▶ _TEXT PASSAGE_
○ ○ ○ ○
# pupils vs teachers?



## deprofundis (Apr 25, 2014)

I said to my dad who do you preffer* William Byrd *or* Thomas Tallis*, he said he did knew william Byrd but to him Tallis was a nobody... so i said to him hmm well he is his teacher, whiteout Tallis they would not be william Byrd.

What can i says i like both but i preffer Tallis over Byrd, but than again let's stay democratic if he says Byrd better for him i can't argue whit it, since taste are base on opinion therefore non argumental.

But i maintain Tallis greater than Byrd , in the English master league of renaissance.

What about other case of teacher and pupils *perotin* and *leonin*, should we vs em, nope we should ain't it would be sarilgeous.

*Pomponio Nenna* VS *Carlo Gesualdo*, Pomponio was a hypotetical music teacher of Gesualdo from what i read they share a same chromatism(there music).

Have a nice day folks :tiphat:


----------



## helenora (Sep 13, 2015)

sometimes it's difficult to answer. Let's take these pairs: *Salieri vs Beethoven* - some might say it's definite here, but if one listens to Salieri's works they are great and not even from second league.
*Mahler vs Bruckner* , in this pair it's difficult to vs them
*JS Bach vs Buxtehude* - of course the latter wasn't a direct teacher of Bach , but it's well-known Bach learned from his playing, etc
*C. Franck vs Chausson or Duparc*, here IMO definitely Franck is a Teacher and is greater than his pupils
*Liszt vs Czerny vs Salieri* - well, Czerny was his piano teacher, so probably we can't compare them as composers, but Liszt vs Salieri ?
*Satie vs Poulenc* ? not obvious teacher/pupil but still ...
*JS Bach vs CPE Bach*? ( father vs son as well)

*Tchaikovsky vs Taneev*? who is for Tchaikovsky? 
*Taneev vs Rachmaninoff,* at least much better known is Rachmaninoff
*Monteverdi vs Schütz *
*Giovanni Gabrieli vs Schütz* (Schütz considered only Gabrieli as a teacher, but anyway Monteverdi influenced him as well)
and another teacher - pupil is *Orlando de Lassus vs Gabrieli*

may be the list is to be continued if one will dig up, but at least it's what is left from my history of music classes :lol:


----------



## isorhythm (Jan 2, 2015)

In the last year, I've come to like the music of both *Berg* and *Webern* more than that of their teacher *Schoenberg*. This was not always the case, but the more I listen, the more I feel that they were more consistently inspired.


----------



## science (Oct 14, 2010)

As a sometime teacher (albeit not of music) myself, I can assure you that some of my students will surpass me someday. That's life, and it's a good thing.

Tallis v. Byrd is a fun debate. IMO, Byrd has nothing to match _Spem in Alium_, but excepting that one work I find Byrd more consistently wonderful.


----------



## hpowders (Dec 23, 2013)

Haydn must have had his hands full with the young, precocious Beethoven as his pupil.

There is an appealing peasant-like, masculine, rustic quality that they both share in their music.


----------



## science (Oct 14, 2010)

I wonder how these student/teacher relationships really went. My go (baduk) teacher told me about one world champion (Cho Hunhyun) who taught another world champion (Yi Changho) and the lessons consisted of playing one game a year. I guess that helped. I wouldn't have paid much for it....


----------



## Mahlerian (Nov 27, 2012)
○ ○ ○ ○
▶ _THE DATA_
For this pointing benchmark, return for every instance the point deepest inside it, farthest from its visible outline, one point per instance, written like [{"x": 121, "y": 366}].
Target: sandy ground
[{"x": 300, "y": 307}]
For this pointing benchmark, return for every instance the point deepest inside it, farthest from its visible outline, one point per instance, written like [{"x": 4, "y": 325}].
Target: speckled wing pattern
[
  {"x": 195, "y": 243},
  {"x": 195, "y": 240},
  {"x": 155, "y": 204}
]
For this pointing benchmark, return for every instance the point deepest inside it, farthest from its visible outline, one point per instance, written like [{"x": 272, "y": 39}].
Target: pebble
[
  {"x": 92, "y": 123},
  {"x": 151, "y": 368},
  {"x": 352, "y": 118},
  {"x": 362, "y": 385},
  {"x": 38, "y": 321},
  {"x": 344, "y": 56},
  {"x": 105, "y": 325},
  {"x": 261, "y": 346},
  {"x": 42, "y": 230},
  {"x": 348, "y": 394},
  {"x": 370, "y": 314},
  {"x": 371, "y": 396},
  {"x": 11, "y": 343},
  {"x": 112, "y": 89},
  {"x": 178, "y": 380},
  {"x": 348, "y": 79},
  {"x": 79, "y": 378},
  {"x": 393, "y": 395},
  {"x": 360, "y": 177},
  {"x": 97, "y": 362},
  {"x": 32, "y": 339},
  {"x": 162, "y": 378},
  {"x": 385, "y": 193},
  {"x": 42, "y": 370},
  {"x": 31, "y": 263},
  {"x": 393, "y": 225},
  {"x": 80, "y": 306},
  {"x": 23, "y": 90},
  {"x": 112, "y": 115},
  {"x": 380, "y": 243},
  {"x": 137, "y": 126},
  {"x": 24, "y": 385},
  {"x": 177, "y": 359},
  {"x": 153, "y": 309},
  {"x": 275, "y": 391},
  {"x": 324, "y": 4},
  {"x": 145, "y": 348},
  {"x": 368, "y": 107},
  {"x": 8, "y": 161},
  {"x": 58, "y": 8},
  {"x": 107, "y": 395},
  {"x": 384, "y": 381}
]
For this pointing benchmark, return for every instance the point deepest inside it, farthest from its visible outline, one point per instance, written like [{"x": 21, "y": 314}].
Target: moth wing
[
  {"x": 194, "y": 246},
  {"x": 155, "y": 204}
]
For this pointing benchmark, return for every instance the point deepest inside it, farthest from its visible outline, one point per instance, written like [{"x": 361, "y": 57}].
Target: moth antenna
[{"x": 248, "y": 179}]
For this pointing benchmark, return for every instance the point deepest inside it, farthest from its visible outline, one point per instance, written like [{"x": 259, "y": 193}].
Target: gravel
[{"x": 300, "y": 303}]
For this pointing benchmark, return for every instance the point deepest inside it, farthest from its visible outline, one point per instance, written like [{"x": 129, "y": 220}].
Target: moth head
○ ○ ○ ○
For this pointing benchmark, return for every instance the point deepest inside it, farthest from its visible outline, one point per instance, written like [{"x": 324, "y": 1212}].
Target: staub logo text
○ ○ ○ ○
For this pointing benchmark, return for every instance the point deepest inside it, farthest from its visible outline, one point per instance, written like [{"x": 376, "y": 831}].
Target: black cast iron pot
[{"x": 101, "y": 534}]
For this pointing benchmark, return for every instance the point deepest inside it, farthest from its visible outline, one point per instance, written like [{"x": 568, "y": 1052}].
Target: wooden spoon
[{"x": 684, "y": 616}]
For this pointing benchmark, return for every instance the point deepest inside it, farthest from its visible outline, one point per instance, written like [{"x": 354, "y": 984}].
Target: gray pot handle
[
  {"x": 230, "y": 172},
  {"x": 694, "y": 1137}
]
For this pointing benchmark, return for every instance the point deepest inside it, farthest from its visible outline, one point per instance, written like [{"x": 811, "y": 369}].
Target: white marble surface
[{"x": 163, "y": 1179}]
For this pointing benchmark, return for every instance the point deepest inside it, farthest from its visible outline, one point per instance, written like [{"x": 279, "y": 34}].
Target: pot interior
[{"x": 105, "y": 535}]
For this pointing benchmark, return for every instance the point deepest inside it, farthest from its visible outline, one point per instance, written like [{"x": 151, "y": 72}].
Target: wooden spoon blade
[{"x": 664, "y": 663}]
○ ○ ○ ○
▶ _CHALLENGES_
**a)** Answer these questions from the forum thread on musical teachers and pupils:
(i) According to helenora, who was Liszt's piano teacher?
(ii) Which two composers does isorhythm now like more than their teacher Schoenberg?
(iii) In the go anecdote, what did the lessons between Cho Hunhyun and Yi Changho consist of?
**b)** Filter the records, keeping every line that contains the string "spoon".
The thread and the records have nothing to do with each other.

▶ _RESPONSE LIST_
**a)**
(i) Czerny
(ii) Berg and Webern
(iii) Playing one game a year

**b)**
Target: wooden spoon
Target: wooden spoon blade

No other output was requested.